→ Saved data entries:
↓

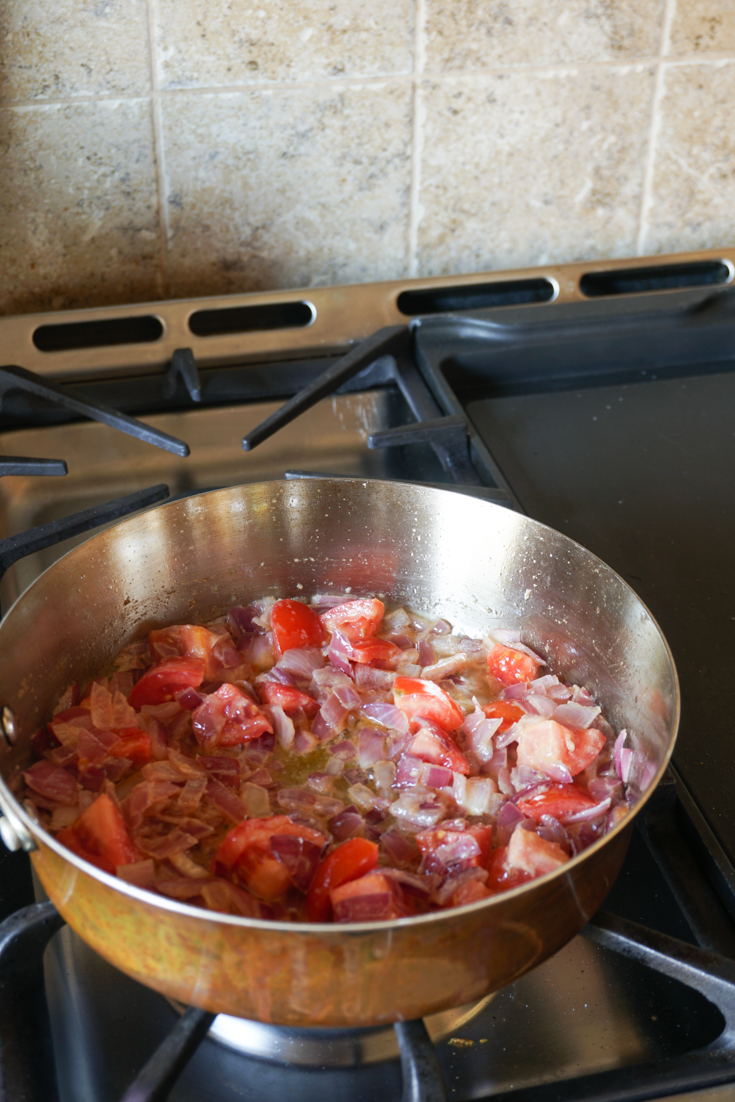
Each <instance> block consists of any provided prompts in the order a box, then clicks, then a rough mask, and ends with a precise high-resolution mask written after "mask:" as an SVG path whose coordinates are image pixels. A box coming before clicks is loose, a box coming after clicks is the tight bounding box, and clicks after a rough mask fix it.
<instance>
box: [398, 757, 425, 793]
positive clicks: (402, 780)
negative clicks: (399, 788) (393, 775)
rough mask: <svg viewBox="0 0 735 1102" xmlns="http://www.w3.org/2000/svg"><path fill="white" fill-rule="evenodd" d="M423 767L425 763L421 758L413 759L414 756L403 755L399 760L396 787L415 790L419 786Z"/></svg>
mask: <svg viewBox="0 0 735 1102" xmlns="http://www.w3.org/2000/svg"><path fill="white" fill-rule="evenodd" d="M422 765H423V761H422V760H421V758H417V757H413V755H412V754H401V756H400V758H399V759H398V774H397V775H396V780H394V787H396V788H413V787H414V786H415V785H418V784H419V776H420V775H421V767H422Z"/></svg>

↑

→ Problem to work on: Copy out the items again, from their start through the line containing "negative clicks: (399, 788) (393, 775)", including both ends. Leave the pictures out.

→ Expected answer:
Each <instance> block consists of any provided prompts in the order a box, then clicks, then a rough mask, and ends with a precise high-resolution mask written after "mask:" as an SVG path whose coordinates are image pixels. A box coming before clicks is loose, a box coming after clicks is the tight bounding box, and clicks after a rough mask fix it.
<instance>
box: [398, 757, 425, 793]
positive clicks: (402, 780)
negative clicks: (399, 788) (393, 775)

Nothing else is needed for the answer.